[[ Text provided, beginning ]]

Genotype vs. Phenotype Ratio

• Phenotype: 3 purple to 1 white.
• Genotype: 1 homozygous dominant (PP), 1 homozygous recessive (pp), 2 heterozygous (Pp).

Test Cross

• Used to determine if a purple-flowered plant is pure (homozygous).
• Cross the unknown plant with a homozygous recessive plant (white-flowered).
• If any offspring are white, the purple-flowered plant was heterozygous.

Monohybrid Cross

• Focuses on one trait.
• Punnett square with four squares.

Monohybrid Cross Example

• Crossing two heterozygous guinea pigs (Hh).
• Genotypes of parents: Hh x Hh
• Possible genotypes of offspring: HH, Hh, hh
• Genotype ratio: 1 homozygous dominant : 2 heterozygous : 1 homozygous recessive
• Phenotype ratio: 3 have hair : 1 hairless

Dihybrid Cross

• Involves two characters.
• Cross two pure-breeding parents that differ in two characters, producing dihybrids in the F1 generation.
• Cross F1 dihybrids to determine if the characters are transmitted together or independently.
• Example: Seed color (yellow or green) and seed shape (smooth or wrinkled).

Hypothesis

• Inherited Together: Get a different ratio in the offspring than if they were inherited independently.
• Inherited Independently: See four different versions in both the sperm and the egg.

Mendel's Second Law

• Law of Independent Assortment: Each pair of alleles segregates independently of each other pair of alleles during gamete formation.

[[ Text provided, end ]]
[[ Dataset entries, beginning ]]

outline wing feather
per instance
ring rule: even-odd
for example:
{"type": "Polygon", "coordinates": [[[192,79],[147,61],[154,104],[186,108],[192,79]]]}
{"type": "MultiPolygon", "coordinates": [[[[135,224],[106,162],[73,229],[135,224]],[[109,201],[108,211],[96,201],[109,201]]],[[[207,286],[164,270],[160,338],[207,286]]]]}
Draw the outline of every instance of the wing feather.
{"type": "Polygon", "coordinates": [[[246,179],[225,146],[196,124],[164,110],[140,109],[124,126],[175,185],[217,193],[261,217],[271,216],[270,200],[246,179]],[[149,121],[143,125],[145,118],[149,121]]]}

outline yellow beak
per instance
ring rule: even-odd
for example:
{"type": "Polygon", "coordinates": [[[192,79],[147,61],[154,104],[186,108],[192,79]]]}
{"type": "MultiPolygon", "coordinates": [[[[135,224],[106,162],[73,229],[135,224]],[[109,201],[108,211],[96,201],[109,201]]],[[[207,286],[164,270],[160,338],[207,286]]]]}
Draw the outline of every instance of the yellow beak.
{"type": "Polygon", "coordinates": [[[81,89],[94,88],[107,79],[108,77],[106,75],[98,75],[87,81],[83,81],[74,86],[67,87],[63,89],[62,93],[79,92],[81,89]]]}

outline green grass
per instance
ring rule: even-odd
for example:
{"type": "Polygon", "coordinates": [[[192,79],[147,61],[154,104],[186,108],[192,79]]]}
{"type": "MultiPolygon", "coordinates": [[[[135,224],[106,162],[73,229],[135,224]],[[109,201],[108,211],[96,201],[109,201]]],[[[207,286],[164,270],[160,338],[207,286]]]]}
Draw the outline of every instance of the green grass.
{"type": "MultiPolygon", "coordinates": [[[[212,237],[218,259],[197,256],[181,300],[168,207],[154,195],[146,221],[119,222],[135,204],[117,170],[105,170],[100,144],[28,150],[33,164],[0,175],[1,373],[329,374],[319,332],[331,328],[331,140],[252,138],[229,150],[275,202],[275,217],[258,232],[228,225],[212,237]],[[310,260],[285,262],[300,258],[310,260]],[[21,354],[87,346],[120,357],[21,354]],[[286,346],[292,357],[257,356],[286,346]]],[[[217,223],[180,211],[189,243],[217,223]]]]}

[[ Dataset entries, end ]]

» **Exercise instructions**
Please carry on the notes on Mendelian inheritance from the point where they stop. The extracted records are separate material and not part of the notes on Mendelian inheritance.

» **Written response**
• Applies to genes on different, non-homologous chromosomes or far apart on the same chromosome.
• Genes located near each other on the same chromosome tend to be inherited together.

Variations from Mendelian Patterns

• Alleles not completely dominant or recessive.
• Gene has more than two alleles.
• Genes produce multiple phenotypes.

Degrees of Dominance

• Complete Dominance: Phenotype of heterozygote and dominant homozygote are the same.
• Incomplete Dominance: Phenotype of F1 hybrid is somewhere between the phenotypes of the two parents.
• Codominance: Two dominant alleles affect the phenotype in separate, distinguishable ways.

Incomplete Dominance Example

• Snapdragons: Red and white pure-breeding varieties produce pink F1 generation.

Multiple Alleles Example

• ABO blood groups: Determined by three alleles (IA, IB, i).
• Four phenotypes: A, B, AB, O.

Human Genetics

• Basic Mendelian genetics are the foundation for human genetics.
• Recessively inherited disorders show up only in individuals homozygous for the allele.
• Carriers: Heterozygous individuals carry the recessive allele but are phenotypically normal.
• Consanguineous mating: Mating between close relatives increases the chance of two carriers mating.

Sickle Cell Disease

• Caused by a substitution in a single amino acid in hemoglobin.
• Homozygous individuals have abnormal hemoglobin; red blood cells are sickle-shaped.
• Heterozygotes (sickle cell trait) are usually healthy but can suffer some symptoms.
• Heterozygotes are less susceptible to malaria parasites.

Genetic and Environmental Components of Diseases

• Many diseases have both genetic and environmental components.
• Lifestyle can have a tremendous effect on the phenotype displayed.